◆ **ВАШЕ ЗАДАНИЕ**
Пожалуйста, перепечатайте дословно отрывок из текста о Гамлете, начиная со слов «Чего только не» и заканчивая словами «неожиданным образом отпадает.».

◆ **ТЕКСТ**
◇ ◇ ◇ ◇

Вы здесь

Он достиг престола, и стал он королем...

Александр ЧЕХ
Александр ЧЕХ


И ОН ДОСТИГ ПРЕСТОЛА,
И СТАЛ ОН КОРОЛЁМ…


Наверно был бы он, когда б достиг престола,
Великим королем…
«Гамлет», акт V, сцена 2. (Пер. К.Р.)

Чего только не поменялось за 400 лет... И по такому неофициальному поводу, как четырёхсотлетие литературного произведения1, порой натыкаешься на совершенно неофициальные мысли…
Уже никто не верит, что произведения, приписываемые Шекспиру, действительно написаны Уильямом Шекспиром, актёром и мелким театральным деятелем елизаветинской эпохи. Круг конкурирующих гипотез, кто мог бы быть настоящим(и) автором (ами), однако же, давно отстоялся; лидирует то одна из них, то другая2 — и приходится признать, что Шекспир тем самым постепенно оказывается сродни Гомеру: «Илиада» есть, «Одиссея» есть, но кому вздумается спрашивать, Гомер ли их сочинил (слово написал — и то оказывается неуместным). «Одиссея», как и «Гамлет», принадлежат всему человечеству; вопрос авторских прав по отношению к таким произведениям неожиданным образом отпадает.
Приходится признать, что Гамлет оказался первым героем европейской культуры (слово литературы было бы, конечно, слишком узким.) Нет, я не знаю никаких официальных рейтингов популярности персонажей, я даже не уверен, что таковые когда-либо подсчитывались. Для меня всё проще: я не вижу, кто мог бы составить ему конкуренцию? У Дон Жуана и Фауста была огромная фора: вековое существование в устных народных преданиях, они и ныне не ушли в небытие. Но первый, немало потрудившись во славу женской красоты и мирской страсти, теперь служит по иному ведомству: в психоанализе, журналистике да популярной эзотерике — и как-то присмирел. Если он по старинке посетит страницы какого-либо произведения, то читатель неприятно удивится, до чего же он сдал. Наверное, и автор-то берёт Дон-Жуана своим персонажем, чтобы показать, насколько он уже не тот3
А Фауст? Где то, что пробивалось даже в неблагосклонной легенде: страстная пытливость ненасытного ума, гордая независимость духа? Опошленный мудрецом Гёте, Фауст еле жив. И хотя он тоже всё больше числится по музыкальной и оккультной (обычно весьма недалёкой) части, хотя и он подчас осеняет своей тенью чьи-нибудь страницы, но от претензий на первенство решительно отказался бы сам.

◇ ◇ ◇ ◇

◆ **ФРАГМЕНТ НАБОРА ДАННЫХ**
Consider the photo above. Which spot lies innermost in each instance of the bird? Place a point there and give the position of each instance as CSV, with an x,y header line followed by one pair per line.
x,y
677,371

◇ ◇ ◇ ◇

◆ **РЕШЁННАЯ ЗАДАЧА**
Чего только не поменялось за 400 лет... И по такому неофициальному поводу, как четырёхсотлетие литературного произведения1, порой натыкаешься на совершенно неофициальные мысли…
Уже никто не верит, что произведения, приписываемые Шекспиру, действительно написаны Уильямом Шекспиром, актёром и мелким театральным деятелем елизаветинской эпохи. Круг конкурирующих гипотез, кто мог бы быть настоящим(и) автором (ами), однако же, давно отстоялся; лидирует то одна из них, то другая2 — и приходится признать, что Шекспир тем самым постепенно оказывается сродни Гомеру: «Илиада» есть, «Одиссея» есть, но кому вздумается спрашивать, Гомер ли их сочинил (слово написал — и то оказывается неуместным). «Одиссея», как и «Гамлет», принадлежат всему человечеству; вопрос авторских прав по отношению к таким произведениям неожиданным образом отпадает.